**Work instructions**: Copy the items from their first line through the line containing "positive clicks: (69, 100)", inclusive, and switch "rough mask" to "coarse mask". Leave everything else unchanged.

**Recorded data**:
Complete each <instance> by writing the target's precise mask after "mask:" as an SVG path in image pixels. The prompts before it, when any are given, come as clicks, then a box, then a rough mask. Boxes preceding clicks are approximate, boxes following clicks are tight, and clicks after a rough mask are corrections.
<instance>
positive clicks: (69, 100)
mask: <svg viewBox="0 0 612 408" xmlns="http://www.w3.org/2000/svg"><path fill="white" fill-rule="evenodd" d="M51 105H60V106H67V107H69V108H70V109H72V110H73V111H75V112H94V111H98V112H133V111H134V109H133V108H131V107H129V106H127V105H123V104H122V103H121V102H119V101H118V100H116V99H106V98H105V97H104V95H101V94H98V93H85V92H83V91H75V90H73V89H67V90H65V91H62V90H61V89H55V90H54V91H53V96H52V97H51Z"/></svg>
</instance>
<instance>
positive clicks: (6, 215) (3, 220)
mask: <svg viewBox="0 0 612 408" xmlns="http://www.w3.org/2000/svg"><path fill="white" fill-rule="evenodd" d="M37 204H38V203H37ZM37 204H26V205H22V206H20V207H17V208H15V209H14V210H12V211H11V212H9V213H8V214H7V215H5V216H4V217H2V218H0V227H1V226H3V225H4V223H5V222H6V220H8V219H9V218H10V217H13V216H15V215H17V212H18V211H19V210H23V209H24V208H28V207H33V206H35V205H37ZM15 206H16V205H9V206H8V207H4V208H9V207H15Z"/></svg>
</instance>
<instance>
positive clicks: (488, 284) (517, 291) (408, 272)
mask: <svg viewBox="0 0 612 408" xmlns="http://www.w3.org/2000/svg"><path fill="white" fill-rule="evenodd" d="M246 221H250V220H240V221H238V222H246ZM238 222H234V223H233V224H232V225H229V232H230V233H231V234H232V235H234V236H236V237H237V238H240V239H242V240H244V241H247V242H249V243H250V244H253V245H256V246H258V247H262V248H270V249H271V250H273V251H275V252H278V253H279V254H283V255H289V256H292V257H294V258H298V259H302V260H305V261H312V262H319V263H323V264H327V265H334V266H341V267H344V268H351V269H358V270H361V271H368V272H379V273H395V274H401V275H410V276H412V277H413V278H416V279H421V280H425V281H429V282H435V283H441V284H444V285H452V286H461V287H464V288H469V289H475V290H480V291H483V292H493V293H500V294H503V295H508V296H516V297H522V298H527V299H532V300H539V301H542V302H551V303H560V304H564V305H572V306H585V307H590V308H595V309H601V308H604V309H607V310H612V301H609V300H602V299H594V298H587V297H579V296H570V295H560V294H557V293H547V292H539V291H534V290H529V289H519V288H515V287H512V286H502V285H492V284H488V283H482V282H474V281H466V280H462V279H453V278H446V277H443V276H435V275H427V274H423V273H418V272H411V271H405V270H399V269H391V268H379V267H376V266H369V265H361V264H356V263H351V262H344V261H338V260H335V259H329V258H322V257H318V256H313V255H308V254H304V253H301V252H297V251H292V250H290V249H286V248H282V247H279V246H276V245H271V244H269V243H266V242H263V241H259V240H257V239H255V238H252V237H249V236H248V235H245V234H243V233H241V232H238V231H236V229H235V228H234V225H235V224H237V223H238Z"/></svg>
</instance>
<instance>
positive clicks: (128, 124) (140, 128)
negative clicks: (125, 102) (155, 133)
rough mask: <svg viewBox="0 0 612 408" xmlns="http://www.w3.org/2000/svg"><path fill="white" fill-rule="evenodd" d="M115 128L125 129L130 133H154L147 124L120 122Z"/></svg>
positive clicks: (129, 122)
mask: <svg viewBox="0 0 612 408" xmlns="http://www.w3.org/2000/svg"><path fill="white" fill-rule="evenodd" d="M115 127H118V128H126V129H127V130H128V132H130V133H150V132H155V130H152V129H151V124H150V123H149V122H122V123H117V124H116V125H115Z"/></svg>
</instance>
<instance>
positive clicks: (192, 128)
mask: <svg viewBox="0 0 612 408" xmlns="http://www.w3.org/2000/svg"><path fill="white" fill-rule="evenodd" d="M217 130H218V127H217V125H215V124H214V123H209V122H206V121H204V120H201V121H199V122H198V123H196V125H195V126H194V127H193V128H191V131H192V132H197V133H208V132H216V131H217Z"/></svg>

**Answer section**:
Complete each <instance> by writing the target's precise mask after "mask:" as an SVG path in image pixels. The prompts before it, when any are given, come as clicks, then a box, then a coarse mask. Boxes preceding clicks are approximate, boxes following clicks are tight, and clicks after a coarse mask are corrections.
<instance>
positive clicks: (69, 100)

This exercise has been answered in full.